* [Task objective]: All that is needed is the listing, transcribed exactly and in full.

* [Records provided]:
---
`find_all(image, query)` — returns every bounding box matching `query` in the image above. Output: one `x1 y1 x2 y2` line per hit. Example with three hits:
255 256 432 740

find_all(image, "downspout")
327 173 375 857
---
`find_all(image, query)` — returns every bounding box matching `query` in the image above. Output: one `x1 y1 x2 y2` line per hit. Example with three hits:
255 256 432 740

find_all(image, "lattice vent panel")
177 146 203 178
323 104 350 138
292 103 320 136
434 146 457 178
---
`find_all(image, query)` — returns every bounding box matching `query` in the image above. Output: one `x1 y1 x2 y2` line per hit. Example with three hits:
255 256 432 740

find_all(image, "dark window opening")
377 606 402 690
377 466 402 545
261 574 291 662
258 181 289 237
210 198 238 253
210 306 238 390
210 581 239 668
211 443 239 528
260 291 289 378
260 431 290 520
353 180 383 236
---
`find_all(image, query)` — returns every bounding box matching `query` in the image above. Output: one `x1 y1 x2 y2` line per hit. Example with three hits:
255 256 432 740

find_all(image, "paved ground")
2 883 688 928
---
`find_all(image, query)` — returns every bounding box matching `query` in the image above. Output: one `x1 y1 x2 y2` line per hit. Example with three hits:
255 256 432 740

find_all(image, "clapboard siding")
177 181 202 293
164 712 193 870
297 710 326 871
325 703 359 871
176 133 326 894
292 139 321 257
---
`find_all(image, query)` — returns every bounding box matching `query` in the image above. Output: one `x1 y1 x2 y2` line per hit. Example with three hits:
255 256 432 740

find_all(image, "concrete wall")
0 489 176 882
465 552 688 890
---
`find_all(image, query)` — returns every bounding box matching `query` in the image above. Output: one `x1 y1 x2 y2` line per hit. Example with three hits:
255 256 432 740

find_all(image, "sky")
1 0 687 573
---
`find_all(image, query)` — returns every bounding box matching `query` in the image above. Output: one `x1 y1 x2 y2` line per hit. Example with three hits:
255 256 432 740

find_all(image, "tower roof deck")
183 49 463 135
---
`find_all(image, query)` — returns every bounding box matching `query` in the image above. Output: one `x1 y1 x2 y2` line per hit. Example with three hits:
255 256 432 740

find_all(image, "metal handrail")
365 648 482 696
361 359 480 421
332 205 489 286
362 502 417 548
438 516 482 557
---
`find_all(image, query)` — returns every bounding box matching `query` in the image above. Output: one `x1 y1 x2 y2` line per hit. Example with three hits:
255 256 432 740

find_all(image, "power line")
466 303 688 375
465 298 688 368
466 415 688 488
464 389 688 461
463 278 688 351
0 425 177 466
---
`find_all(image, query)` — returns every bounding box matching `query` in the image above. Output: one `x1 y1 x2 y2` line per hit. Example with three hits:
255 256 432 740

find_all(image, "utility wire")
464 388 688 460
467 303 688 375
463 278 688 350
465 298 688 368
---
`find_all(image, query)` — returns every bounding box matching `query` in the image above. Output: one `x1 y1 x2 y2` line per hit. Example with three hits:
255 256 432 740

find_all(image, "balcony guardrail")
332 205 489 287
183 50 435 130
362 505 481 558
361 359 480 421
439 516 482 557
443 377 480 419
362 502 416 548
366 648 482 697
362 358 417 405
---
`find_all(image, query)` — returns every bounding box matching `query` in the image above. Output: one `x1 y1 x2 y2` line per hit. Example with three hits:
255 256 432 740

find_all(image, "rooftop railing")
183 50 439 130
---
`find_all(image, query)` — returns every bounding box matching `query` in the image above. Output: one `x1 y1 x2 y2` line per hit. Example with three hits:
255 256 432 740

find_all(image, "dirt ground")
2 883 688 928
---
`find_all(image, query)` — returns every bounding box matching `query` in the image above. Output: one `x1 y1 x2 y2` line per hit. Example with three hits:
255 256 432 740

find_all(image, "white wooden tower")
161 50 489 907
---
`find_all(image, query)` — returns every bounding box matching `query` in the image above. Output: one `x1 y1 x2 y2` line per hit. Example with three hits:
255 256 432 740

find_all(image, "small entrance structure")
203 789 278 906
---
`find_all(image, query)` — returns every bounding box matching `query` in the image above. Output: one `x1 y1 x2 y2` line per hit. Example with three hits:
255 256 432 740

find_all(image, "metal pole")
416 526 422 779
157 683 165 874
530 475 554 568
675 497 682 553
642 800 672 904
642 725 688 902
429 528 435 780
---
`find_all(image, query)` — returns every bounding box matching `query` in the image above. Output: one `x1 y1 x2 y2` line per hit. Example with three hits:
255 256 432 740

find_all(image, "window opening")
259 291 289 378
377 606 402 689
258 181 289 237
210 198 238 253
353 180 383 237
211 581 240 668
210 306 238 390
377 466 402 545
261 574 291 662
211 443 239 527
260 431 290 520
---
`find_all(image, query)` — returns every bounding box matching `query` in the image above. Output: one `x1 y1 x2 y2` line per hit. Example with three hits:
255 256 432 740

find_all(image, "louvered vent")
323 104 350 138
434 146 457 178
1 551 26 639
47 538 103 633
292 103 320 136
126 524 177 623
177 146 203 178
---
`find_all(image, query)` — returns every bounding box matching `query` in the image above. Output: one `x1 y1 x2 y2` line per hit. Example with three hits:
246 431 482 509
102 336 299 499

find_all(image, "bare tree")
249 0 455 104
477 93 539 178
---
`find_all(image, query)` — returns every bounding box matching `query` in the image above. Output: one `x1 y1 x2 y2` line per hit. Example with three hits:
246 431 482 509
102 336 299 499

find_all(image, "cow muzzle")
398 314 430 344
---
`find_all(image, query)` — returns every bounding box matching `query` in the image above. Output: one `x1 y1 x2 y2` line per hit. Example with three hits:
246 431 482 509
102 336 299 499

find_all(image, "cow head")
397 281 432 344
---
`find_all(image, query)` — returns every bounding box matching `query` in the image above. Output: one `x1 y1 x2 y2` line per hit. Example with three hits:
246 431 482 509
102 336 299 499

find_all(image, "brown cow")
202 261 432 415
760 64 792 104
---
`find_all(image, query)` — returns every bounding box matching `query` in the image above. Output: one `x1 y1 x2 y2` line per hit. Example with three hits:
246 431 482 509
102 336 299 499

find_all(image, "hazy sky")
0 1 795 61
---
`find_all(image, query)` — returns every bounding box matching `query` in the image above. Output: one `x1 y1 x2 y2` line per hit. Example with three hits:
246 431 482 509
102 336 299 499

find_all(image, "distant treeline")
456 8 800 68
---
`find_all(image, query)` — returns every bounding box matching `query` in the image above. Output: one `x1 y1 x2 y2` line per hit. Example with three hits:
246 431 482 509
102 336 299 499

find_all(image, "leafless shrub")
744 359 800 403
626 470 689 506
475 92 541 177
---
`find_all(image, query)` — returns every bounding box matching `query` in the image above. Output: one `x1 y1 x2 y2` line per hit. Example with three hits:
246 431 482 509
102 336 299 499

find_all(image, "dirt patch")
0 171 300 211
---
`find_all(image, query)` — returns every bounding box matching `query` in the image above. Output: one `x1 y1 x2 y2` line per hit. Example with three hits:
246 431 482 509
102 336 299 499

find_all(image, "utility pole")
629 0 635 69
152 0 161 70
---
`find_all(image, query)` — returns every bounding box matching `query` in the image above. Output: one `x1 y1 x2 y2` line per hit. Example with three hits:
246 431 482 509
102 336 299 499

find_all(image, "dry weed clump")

* [Exercise output]:
---
`find_all(image, query)` — returns every bounding box matching `query` in the image above. Output: one `x1 y1 x2 y2` line per hit. Example with three hits:
255 256 432 740

find_all(image, "downspout")
327 173 375 857
---
`find_all(image, query)` — returns every bounding box matching `query` in the image above. Output: one `x1 y1 x2 y2` line per hit. Example with three hits:
255 256 432 740

find_all(image, "lattice vent panel")
177 146 203 178
323 104 350 138
292 103 320 136
434 146 457 178
---
`find_all(image, query)` — returns every bounding box matching `query` in the image above. Output: one `x1 y1 x2 y2` line per hit. Example with three hits:
255 256 432 740

find_all(image, "dark window opening")
377 606 402 690
377 466 402 545
261 574 291 662
258 181 289 237
210 198 238 253
210 306 238 390
210 581 239 668
211 443 239 528
260 291 289 378
260 431 290 520
353 180 383 236
---
`find_all(image, query)` — returns every bounding box matching `query` in the image above. Output: one `x1 y1 x2 y2` line per hit. Example with three hits:
255 256 432 740

find_all(image, "paved ground")
2 883 688 928
---
`find_all(image, query)` — returns every bounding box matching `query` in the image above. Output: one `x1 y1 x2 y2` line per hit. Example with three hits:
255 256 432 740

find_all(image, "clapboard siding")
177 181 202 293
164 712 193 870
297 710 326 871
325 703 359 871
176 133 326 894
292 139 321 257
---
`find_all(image, query)` — returns every bounding box matching `query` in the image above. Output: one `x1 y1 x2 y2` line per hit. Example with three hits:
255 256 432 740

find_all(image, "concrete wall")
0 489 176 882
465 552 688 890
---
`find_all(image, query)` — returns every bounding box matching `query` in the image above. Output: one `x1 y1 x2 y2` line per hit. Example with three hits:
255 256 432 740

find_all(image, "sky")
1 0 687 573
---
`find_all(image, query)` — returns every bounding box matching `query` in the image above. Output: one `x1 y1 x2 y2` line per hit. Example with three hits:
255 256 432 740

find_all(image, "tower roof deck")
183 49 463 135
---
`find_all(image, query)` — returns every bounding box matching `query` in the image above. Output: one `x1 y1 x2 y2` line per hit. Example with three hits:
255 256 432 740

find_all(image, "metal handrail")
365 648 482 696
361 359 480 421
332 205 489 286
362 502 417 548
438 516 482 557
---
`find_all(image, query)` — returns every bounding box matching `query` in the image above. Output: one `x1 y1 x2 y2` line per hit. Example with three hits:
255 256 432 740

find_all(image, "power line")
466 303 688 375
465 298 688 368
466 415 688 488
464 389 688 461
463 278 688 351
0 425 177 466
---
`find_all(image, query)` — returns every bounding box matching `query` in the image above. Output: one `x1 y1 x2 y2` line per hit. Example with three hits:
255 256 432 740

find_all(image, "utility wire")
464 388 688 460
467 303 688 375
463 278 688 350
465 298 688 368
---
`find_all(image, query)` — returns every bounding box matching `query` in the image above. Output: one `x1 y1 x2 y2` line per hit. Example with three hits:
255 256 432 740

find_all(image, "balcony guardrail")
332 205 489 287
183 50 435 130
362 505 481 558
361 359 480 421
439 516 482 557
443 377 480 419
362 502 416 548
366 648 482 697
362 358 417 405
---
`find_all(image, query)` — returns every bounding box matching `query` in the image above. Output: one `x1 y1 x2 y2` line per hit. Example with three hits:
255 256 432 740

find_all(image, "rooftop railing")
183 50 439 130
---
`find_all(image, query)` — returns every bounding box matching `query` in the image above. Output: one `x1 y1 x2 y2` line per hit. Example with three hits:
255 256 432 740

find_all(image, "dirt ground")
2 883 688 928
---
`find_all(image, query)` — returns every bounding box matching `query` in the image above. Output: one `x1 y1 x2 y2` line per hit. Example with three hits:
255 256 432 740

find_all(image, "white wooden tower")
161 50 489 907
---
`find_all(image, query)` — returns every bounding box matching `query` in the image above. Output: one `x1 y1 x2 y2` line per hit. Example with three hits:
255 256 432 740

find_all(image, "small entrance structure")
203 789 278 906
---
`find_all(image, query)` — returns every bounding box matching `query` in the image above. Output: one `x1 y1 x2 y2` line per hit. Example with three hits:
255 256 432 740

find_all(image, "metal pole")
416 526 422 779
157 683 165 874
530 475 554 568
675 497 682 553
642 800 672 904
642 725 688 902
429 528 435 780
---
`find_all(image, query)` — returns every bounding box matching `query` in the image above. Output: one `x1 y1 x2 y2` line per hit. Example with three hits:
255 256 432 740

find_all(image, "window opening")
259 291 289 378
377 606 402 689
258 181 289 237
210 198 238 253
353 180 383 237
211 581 240 668
210 306 238 390
377 466 402 545
261 574 291 662
211 443 239 527
260 431 290 520
---
`find_all(image, query)` — returns every bounding box matching `query` in the image above. Output: one `x1 y1 x2 y2` line per hit. Example with three hits:
255 256 432 740

find_all(image, "louvered vent")
323 104 350 138
434 146 457 178
1 551 26 639
47 538 103 633
292 103 320 136
126 524 177 623
177 146 203 178
---
`find_all(image, query)` — returns every bounding box matching `query` in the image above. Output: one `x1 y1 x2 y2` line per hit. Example with three hits:
246 431 482 509
102 336 299 499

find_all(image, "bare tree")
249 0 455 104
477 93 539 178
---
`find_all(image, query)` — returns every bounding box matching `query` in the image above. Output: one `x1 y1 x2 y2` line per hit. Example with three hits:
246 431 482 509
102 336 299 499

find_all(image, "cow muzzle")
398 314 430 344
---
`find_all(image, query)` — returns every bounding box matching `query` in the image above. Output: one `x1 y1 x2 y2` line per hit. Example with three hits:
246 431 482 509
102 336 299 499

find_all(image, "cow head")
397 281 432 344
---
`find_all(image, query)` — returns every bounding box matching `query` in the image above. Output: one `x1 y1 x2 y2` line per hit. Example with three hits:
246 431 482 509
102 336 299 499

find_all(image, "brown cow")
202 261 432 415
760 64 792 104
---
`find_all(image, query)` — returns every bounding box matching `query` in the image above. Output: one `x1 y1 x2 y2` line per hit. Example with three hits:
246 431 482 509
102 336 299 499

find_all(image, "hazy sky")
0 1 795 61
---
`find_all(image, query)` — returns every bounding box matching `query` in the image above. Output: one `x1 y1 x2 y2` line per hit. Example with three hits:
246 431 482 509
102 336 299 499

find_all(image, "distant treeline")
456 8 800 68
---
`find_all(image, query)` — returns every bounding box matching `query` in the image above. Output: one `x1 y1 x2 y2` line per hit. Example with three hits:
246 431 482 509
102 336 299 499

find_all(image, "leafless shrub")
744 359 800 403
626 470 689 506
475 92 541 177
---
`find_all(image, query)` — returns every bounding box matching `query` in the image above. Output: one `x1 y1 x2 y2` line per hit. Example with three hits:
246 431 482 509
102 336 299 499

find_all(image, "dirt patch")
0 171 300 211
---
`find_all(image, query)` — returns every bounding box matching `query` in the image above. Output: one `x1 y1 x2 y2` line per hit. Example with three hits:
246 431 482 509
102 336 299 499

find_all(image, "utility pole")
629 0 635 69
152 0 161 70
---
`find_all(image, query)` — returns every bounding box matching `query` in the image above. Output: one `x1 y1 x2 y2` line per hit. Example with three hits:
246 431 482 509
102 336 299 499

find_all(image, "dry weed clump")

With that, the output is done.